── Supplied text
Edvard Munch: Love and Angst review – 'Ripples of trauma hit you like a bomb'

British Museum, London
From his sunsets and deathbeds to the world-warping Scream, the Norwegian created apocalyptic masterpieces that are brutal, refined – and addictive

The man who created The Scream introduces himself with morbid panache at the start of the British Museum’s inkily beautiful journey into his imagination. He looks normal enough, calm and sombre, except that he’s got a skeleton arm. “Edvard Munch 1895”, reads the inscription above him. He presents himself in this bony self-portrait as a specimen of fin-de-siècle decay, a morbid example of the modern condition. Munch was 32 when he created this. In his head he clearly thought he was finished. In fact he would live until 1944, but this exhibition concentrates on his apocalyptic masterpieces of symbolist gloom from the 1890s and 1900s.
────
**Stated task A:** Print the passage of the Munch review that begins at the words "The man who" and stops after "1890s and 1900s.", copying it word for word.
The Munch review and the rows that follow it are unrelated.
── Stored rows
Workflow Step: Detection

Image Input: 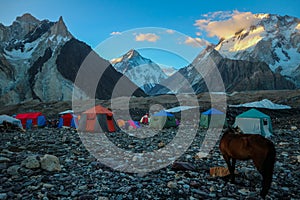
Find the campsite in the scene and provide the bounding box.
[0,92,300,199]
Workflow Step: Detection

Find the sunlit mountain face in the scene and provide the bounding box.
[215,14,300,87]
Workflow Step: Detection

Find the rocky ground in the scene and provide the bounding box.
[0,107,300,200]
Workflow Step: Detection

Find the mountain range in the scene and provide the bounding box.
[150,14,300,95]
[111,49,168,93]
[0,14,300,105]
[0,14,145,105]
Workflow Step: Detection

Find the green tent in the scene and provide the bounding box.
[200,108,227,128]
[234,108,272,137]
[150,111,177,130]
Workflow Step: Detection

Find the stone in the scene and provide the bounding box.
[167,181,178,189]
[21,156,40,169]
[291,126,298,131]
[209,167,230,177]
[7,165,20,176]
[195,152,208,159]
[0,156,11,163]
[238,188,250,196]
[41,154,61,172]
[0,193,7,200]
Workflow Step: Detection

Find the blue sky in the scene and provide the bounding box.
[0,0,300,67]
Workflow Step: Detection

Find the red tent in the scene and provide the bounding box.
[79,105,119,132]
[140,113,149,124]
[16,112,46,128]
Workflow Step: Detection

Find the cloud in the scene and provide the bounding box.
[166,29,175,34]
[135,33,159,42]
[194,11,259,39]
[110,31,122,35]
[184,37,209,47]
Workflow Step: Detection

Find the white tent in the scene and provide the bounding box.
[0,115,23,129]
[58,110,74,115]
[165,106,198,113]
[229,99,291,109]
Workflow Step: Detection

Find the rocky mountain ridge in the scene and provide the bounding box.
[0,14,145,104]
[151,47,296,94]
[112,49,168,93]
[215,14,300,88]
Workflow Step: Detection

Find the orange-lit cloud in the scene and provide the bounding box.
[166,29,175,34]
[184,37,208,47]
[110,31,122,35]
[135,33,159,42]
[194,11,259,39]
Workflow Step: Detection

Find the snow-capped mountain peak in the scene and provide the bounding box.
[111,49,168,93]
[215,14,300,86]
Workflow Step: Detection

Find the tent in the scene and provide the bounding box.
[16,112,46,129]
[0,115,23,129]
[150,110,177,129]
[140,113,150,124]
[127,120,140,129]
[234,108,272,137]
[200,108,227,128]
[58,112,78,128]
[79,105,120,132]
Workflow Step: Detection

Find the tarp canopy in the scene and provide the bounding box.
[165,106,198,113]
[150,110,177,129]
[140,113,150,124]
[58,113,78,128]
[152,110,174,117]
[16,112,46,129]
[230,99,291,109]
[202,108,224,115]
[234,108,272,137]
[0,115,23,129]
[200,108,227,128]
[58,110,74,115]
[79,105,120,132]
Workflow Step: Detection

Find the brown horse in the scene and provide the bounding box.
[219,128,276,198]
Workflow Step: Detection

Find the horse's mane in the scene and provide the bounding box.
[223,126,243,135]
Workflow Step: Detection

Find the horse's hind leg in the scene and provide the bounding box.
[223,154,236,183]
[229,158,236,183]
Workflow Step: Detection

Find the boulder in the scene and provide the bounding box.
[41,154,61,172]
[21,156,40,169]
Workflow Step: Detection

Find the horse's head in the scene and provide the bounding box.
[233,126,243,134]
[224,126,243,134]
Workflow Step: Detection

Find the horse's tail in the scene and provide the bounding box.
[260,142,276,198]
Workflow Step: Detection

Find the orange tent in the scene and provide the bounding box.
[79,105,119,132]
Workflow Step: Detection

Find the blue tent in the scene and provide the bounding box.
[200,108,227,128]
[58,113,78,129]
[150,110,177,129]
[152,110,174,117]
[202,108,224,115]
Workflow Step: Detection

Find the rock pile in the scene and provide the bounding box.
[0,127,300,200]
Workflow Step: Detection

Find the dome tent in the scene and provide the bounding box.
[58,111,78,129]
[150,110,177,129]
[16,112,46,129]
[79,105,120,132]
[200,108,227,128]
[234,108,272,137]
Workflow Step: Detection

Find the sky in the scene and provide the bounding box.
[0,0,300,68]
────
**Stated task B:** Scale the rows from their start through the line that contains "[150,111,177,130]", writing every line in that span again with its wording unchanged except that each bounding-box coordinate is multiplied by 1.15 and rounded to a whole number, halves up. Give only those lines, and leave the pictures out of your answer.

**Complete answer A:**
The man who created The Scream introduces himself with morbid panache at the start of the British Museum’s inkily beautiful journey into his imagination. He looks normal enough, calm and sombre, except that he’s got a skeleton arm. “Edvard Munch 1895”, reads the inscription above him. He presents himself in this bony self-portrait as a specimen of fin-de-siècle decay, a morbid example of the modern condition. Munch was 32 when he created this. In his head he clearly thought he was finished. In fact he would live until 1944, but this exhibition concentrates on his apocalyptic masterpieces of symbolist gloom from the 1890s and 1900s.

**Complete answer B:**
Workflow Step: Detection

Image Input: 
Find the campsite in the scene and provide the bounding box.
[0,106,345,229]
Workflow Step: Detection

Find the sunlit mountain face in the scene and provide the bounding box.
[247,16,345,100]
Workflow Step: Detection

Find the rocky ground in the scene and provide the bounding box.
[0,123,345,230]
Workflow Step: Detection

Find the mountain range in the scene and provide the bounding box.
[173,16,345,109]
[128,56,193,107]
[0,16,345,121]
[0,16,167,121]
Workflow Step: Detection

Find the green tent in the scene and provide the bounding box.
[230,124,261,147]
[269,124,313,158]
[173,128,204,150]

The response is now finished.